Document extract
----

2.2 Example Virtual Machine Architecture
[0070] FIG. 3 illustrates an example virtual machine memory layout
300 in block diagram form according to an embodiment. In order to
provide clear examples, the remaining discussion will assume that
the virtual machine 104 adheres to the virtual machine memory
layout 300 depicted in FIG. 3. In addition, although components of
the virtual machine memory layout 300 may be referred to as memory
"areas", there is no requirement that the memory areas are
contiguous.
[0071] In the example illustrated by FIG. 3, the virtual machine
memory layout 300 is divided into a shared area 301 and a thread
area 307.
[0072] The shared area 301 represents an area in memory where
structures shared among the various threads executing on the
virtual machine 104 are stored. The shared area 301 includes a heap
302 and a per-class area 303. In an embodiment, the heap 302
represents the run-time data area from which memory for class
instances and arrays is allocated. In an embodiment, the per-class
area 303 represents the memory area where the data pertaining to
the individual classes are stored. In an embodiment, the per-class
area 303 includes, for each loaded class, a run-time constant pool
304 representing data from the constant table 201 of the class,
field and method data 306 (for example, to hold the static fields
of the class), and the method code 305 representing the virtual
machine instructions for methods of the class.
[0073] The thread area 307 represents a memory area where
structures specific to individual threads are stored. In FIG. 3,
the thread area 307 includes thread structures 308 and thread
structures 311, representing the per-thread structures utilized by
different threads. In order to provide clear examples, the thread
area 307 depicted in FIG. 3 assumes two threads are executing on
the virtual machine 104. However, in a practical environment, the
virtual machine 104 may execute any arbitrary number of threads,
with the number of thread structures scaled accordingly.
[0074] In an embodiment, thread structures 308 includes program
counter 309 and virtual machine stack 310. Similarly, thread
structures 311 includes program counter 312 and virtual machine
stack 313. In an embodiment, program counter 309 and program
counter 312 store the current address of the virtual machine
instruction being executed by their respective threads. Thus, as a
thread steps through the instructions, the program counters are
updated to maintain an index to the current instruction. In an
embodiment, virtual machine stack 310 and virtual machine stack 313
each store frames for their respective threads that hold local
variables and partial results, and is also used for method
invocation and return.
[0075] In an embodiment, a frame is a data structure used to store
data and partial results, return values for methods, and perform
dynamic linking. A new frame is created each time a method is
invoked. A frame is destroyed when the method that caused the frame
to be generated completes. Thus, when a thread performs a method
invocation, the virtual machine 104 generates a new frame and
pushes that frame onto the virtual machine stack associated with
the thread. When the method invocation completes, the virtual
machine 104 passes back the result of the method invocation to the
previous frame and pops the current frame off of the stack. In an
embodiment, for a given thread, one frame is active at any point.
This active frame is referred to as the current frame, the method
that caused generation of the current frame is referred to as the
current method, and the class to which the current method belongs
is referred to as the current class.

----

Goal A
Determine whether each statement below agrees with the virtual machine memory layout excerpt, answering yes or no and quoting the words of the excerpt that decide it: (i) the memory areas of the layout must be contiguous; (ii) a new frame is created each time a method is invoked; (iii) the shared area 301 includes the program counters.

----

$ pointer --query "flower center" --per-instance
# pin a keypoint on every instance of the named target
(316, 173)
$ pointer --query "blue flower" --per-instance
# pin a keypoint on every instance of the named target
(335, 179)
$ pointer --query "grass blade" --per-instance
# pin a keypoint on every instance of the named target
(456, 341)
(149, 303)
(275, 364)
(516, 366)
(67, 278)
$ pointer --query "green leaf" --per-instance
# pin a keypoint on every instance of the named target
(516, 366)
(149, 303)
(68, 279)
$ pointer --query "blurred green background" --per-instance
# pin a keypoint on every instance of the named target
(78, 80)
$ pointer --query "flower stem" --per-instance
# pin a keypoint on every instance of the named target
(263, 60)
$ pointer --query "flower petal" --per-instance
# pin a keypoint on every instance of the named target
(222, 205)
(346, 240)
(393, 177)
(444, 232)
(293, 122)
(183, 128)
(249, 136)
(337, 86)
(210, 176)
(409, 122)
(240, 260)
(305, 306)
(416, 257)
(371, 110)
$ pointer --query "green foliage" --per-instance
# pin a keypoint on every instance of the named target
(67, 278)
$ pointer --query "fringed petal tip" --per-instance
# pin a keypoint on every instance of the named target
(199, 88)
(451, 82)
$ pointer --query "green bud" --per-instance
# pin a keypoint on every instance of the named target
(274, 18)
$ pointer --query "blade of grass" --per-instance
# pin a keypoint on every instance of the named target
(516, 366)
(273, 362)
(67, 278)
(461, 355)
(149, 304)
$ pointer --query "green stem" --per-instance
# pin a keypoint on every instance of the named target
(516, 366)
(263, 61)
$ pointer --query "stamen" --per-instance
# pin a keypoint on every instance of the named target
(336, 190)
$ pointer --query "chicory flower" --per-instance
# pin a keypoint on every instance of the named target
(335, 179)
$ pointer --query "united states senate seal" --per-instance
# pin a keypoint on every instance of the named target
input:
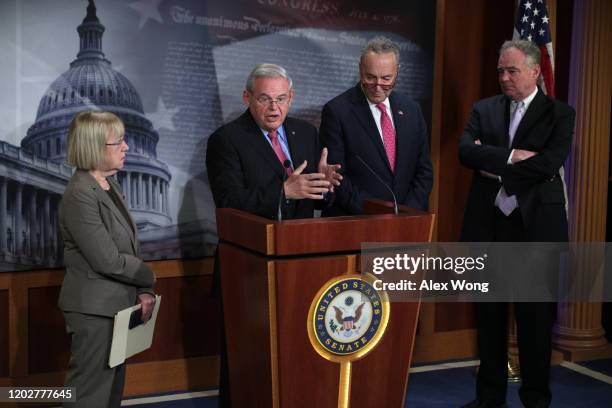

----

Goal B
Select every line of the records that contains the string "grass", and copy each such line in full.

Task solution A
(i) No: "there is no requirement that the memory areas are contiguous."
(ii) Yes: "A new frame is created each time a method is invoked."
(iii) No: "The shared area 301 includes a heap 302 and a per-class area 303."

Task solution B
$ pointer --query "grass blade" --per-instance
$ pointer --query "blade of grass" --per-instance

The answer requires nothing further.